======== Source passage ========

# Cast Net Gurus



## JoeyWelch (Sep 25, 2009)

I need a new net. 8 or 10 fter. 1.5lb per. 3/8 mesh. What would you buy? 
Betts?

Advice needed. Steve? Boat Dude?


----------



## stevenattsu (Apr 24, 2009)

Tim Wade in west Melbourne Fl he will talk too you for about 30 min too an hr and build one around you. You will learn at ton from your conversation with him. I’m going to be ordering 2 more next week


----------



## kingfish501 (Oct 7, 2007)

Cracker or Baitbuster...10 foot. That gives you 4 more feet of diameter over an 8 foot net. I used to use Fitek bait nets, but now they switched to plastic coated steel, instead of lead and since the steel is bulkier, it sinks slower....weight doesn't feel right either. Their quality has dropped in the last two years.

======== Records supplied ========

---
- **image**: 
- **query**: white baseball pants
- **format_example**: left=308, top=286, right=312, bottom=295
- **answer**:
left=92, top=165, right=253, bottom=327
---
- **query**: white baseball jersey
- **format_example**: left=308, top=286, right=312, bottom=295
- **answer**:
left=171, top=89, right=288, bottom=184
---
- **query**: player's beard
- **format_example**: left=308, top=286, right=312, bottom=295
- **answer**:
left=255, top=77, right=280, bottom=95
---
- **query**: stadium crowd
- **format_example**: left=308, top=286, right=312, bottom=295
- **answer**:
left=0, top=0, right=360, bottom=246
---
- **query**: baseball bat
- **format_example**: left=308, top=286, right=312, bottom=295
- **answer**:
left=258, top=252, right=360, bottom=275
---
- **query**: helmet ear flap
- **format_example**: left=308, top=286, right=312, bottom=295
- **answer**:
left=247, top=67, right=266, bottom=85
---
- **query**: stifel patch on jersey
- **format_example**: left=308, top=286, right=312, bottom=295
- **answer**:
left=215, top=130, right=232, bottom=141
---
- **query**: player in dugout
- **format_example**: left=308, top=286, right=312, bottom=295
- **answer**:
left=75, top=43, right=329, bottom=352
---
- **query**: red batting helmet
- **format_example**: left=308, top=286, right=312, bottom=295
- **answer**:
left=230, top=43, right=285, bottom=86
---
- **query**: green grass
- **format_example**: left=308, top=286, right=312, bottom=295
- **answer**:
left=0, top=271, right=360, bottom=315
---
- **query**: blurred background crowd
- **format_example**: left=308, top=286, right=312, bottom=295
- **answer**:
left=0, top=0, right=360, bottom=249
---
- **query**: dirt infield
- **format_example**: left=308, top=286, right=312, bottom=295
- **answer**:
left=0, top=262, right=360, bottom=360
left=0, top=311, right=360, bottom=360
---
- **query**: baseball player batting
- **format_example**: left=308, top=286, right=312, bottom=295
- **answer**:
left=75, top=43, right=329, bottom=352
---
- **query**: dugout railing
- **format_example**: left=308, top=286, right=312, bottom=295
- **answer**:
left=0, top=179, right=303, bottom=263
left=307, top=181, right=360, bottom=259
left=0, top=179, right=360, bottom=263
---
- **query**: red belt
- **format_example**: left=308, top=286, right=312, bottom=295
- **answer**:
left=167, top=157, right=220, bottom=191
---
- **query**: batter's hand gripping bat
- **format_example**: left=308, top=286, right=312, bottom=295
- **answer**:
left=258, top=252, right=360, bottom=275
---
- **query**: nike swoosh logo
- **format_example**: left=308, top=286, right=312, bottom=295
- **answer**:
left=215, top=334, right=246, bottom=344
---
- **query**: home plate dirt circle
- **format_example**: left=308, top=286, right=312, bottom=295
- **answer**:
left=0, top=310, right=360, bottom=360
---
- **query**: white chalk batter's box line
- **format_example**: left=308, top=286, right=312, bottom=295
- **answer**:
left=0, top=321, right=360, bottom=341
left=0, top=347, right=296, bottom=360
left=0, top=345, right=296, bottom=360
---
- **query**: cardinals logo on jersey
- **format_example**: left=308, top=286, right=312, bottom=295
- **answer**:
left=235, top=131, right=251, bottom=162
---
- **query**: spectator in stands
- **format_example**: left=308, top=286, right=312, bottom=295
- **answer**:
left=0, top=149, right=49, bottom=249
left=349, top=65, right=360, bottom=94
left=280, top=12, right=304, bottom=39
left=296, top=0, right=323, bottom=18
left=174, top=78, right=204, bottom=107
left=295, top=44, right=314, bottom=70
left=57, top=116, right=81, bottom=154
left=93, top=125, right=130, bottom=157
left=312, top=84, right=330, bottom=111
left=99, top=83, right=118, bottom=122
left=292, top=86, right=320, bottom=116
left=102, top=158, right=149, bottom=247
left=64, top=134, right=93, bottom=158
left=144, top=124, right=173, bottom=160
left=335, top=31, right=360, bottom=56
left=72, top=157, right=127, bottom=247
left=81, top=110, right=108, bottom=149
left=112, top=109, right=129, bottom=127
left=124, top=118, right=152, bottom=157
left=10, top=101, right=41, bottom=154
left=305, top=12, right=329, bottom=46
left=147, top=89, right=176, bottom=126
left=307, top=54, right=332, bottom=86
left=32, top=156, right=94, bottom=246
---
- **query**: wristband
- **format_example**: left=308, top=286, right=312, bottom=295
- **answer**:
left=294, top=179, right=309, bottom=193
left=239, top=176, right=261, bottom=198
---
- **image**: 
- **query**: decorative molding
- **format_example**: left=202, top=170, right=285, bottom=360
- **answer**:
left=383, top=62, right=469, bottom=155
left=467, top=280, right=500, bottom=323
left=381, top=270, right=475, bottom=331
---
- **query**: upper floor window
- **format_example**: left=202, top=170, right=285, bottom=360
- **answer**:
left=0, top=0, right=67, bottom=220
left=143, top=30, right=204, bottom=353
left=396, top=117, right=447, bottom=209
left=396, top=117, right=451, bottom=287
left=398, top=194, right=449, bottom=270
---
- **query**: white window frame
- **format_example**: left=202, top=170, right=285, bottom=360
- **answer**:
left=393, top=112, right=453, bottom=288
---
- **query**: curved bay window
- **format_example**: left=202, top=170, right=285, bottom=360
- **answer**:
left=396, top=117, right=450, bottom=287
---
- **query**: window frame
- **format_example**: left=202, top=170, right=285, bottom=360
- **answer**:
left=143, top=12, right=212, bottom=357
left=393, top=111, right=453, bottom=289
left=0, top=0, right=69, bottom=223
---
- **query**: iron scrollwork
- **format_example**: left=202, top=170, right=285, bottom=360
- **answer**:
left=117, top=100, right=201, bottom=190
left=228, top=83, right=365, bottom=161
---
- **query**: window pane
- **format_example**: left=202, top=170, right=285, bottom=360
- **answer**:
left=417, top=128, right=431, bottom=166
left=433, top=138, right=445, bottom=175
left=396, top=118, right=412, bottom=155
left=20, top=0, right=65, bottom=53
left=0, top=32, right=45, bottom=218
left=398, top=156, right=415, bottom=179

========

__What to do__:
- 1) Quote everything from "## JoeyWelch (Sep" down to "(Apr 24, 2009)" in the cast net thread.
- 2) Print everything from the start of the rows down to the line containing "left=92, top=165, right=253, bottom=327".
The forum thread about cast nets and the rows after it are unrelated material.

__Solutions in order__:
- 1)
## JoeyWelch (Sep 25, 2009)

I need a new net. 8 or 10 fter. 1.5lb per. 3/8 mesh. What would you buy? 
Betts?

Advice needed. Steve? Boat Dude?


----------



## stevenattsu (Apr 24, 2009)

- 2)
---
- **image**: 
- **query**: white baseball pants
- **format_example**: left=308, top=286, right=312, bottom=295
- **answer**:
left=92, top=165, right=253, bottom=327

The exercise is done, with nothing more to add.